*** Begin section ***

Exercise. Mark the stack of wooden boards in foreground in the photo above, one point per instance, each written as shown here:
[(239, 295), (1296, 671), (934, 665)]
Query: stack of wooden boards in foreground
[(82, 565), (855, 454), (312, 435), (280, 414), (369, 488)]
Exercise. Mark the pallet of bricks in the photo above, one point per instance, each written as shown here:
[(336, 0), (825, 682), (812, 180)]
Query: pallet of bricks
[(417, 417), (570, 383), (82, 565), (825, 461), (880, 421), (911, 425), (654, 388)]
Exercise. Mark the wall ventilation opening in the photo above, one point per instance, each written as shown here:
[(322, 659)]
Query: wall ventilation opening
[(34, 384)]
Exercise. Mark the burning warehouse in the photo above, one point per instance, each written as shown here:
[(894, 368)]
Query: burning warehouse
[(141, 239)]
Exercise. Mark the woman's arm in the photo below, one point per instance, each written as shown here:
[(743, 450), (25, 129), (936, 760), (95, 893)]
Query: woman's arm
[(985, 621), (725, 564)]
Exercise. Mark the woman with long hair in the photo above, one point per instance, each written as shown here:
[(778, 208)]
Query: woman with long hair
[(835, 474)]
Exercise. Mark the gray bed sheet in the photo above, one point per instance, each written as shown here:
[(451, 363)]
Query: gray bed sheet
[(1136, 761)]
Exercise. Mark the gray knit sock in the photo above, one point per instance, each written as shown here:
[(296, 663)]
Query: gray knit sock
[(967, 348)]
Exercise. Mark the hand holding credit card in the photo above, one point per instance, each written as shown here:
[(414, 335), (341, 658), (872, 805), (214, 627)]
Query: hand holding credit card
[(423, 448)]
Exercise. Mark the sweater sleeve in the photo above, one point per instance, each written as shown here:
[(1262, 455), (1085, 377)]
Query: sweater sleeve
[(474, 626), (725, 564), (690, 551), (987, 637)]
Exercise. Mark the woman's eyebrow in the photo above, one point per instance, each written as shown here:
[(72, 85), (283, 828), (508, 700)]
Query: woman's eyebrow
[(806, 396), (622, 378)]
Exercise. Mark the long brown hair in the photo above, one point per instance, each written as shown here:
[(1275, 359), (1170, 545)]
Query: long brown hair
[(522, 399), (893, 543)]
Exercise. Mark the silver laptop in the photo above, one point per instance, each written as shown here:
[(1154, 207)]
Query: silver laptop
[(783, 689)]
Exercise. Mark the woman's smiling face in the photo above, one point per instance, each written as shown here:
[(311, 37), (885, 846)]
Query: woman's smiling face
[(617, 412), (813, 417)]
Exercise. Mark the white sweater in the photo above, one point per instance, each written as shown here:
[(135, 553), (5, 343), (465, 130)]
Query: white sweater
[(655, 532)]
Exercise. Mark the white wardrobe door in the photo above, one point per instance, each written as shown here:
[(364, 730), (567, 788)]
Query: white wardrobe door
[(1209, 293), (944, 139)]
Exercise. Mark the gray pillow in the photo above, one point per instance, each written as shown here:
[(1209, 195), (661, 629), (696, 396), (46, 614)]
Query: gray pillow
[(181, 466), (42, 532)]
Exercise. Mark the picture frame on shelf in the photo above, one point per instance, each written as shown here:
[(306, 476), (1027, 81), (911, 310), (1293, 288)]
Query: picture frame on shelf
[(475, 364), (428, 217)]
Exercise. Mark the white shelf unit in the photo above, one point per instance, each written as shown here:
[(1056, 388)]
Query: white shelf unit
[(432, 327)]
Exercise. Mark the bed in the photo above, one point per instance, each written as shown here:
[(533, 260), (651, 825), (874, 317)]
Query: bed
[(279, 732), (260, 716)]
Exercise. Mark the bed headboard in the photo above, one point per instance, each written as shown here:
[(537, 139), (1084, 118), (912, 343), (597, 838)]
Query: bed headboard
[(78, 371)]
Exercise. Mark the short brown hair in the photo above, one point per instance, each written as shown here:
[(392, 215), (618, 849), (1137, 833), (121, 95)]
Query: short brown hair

*** End section ***

Pull every line containing "short" from the material above.

**RESULT OF THE EXERCISE**
Exercise. Mark the short brown hair in the photo above, one point per instance, each written as shown here:
Query: short brown hair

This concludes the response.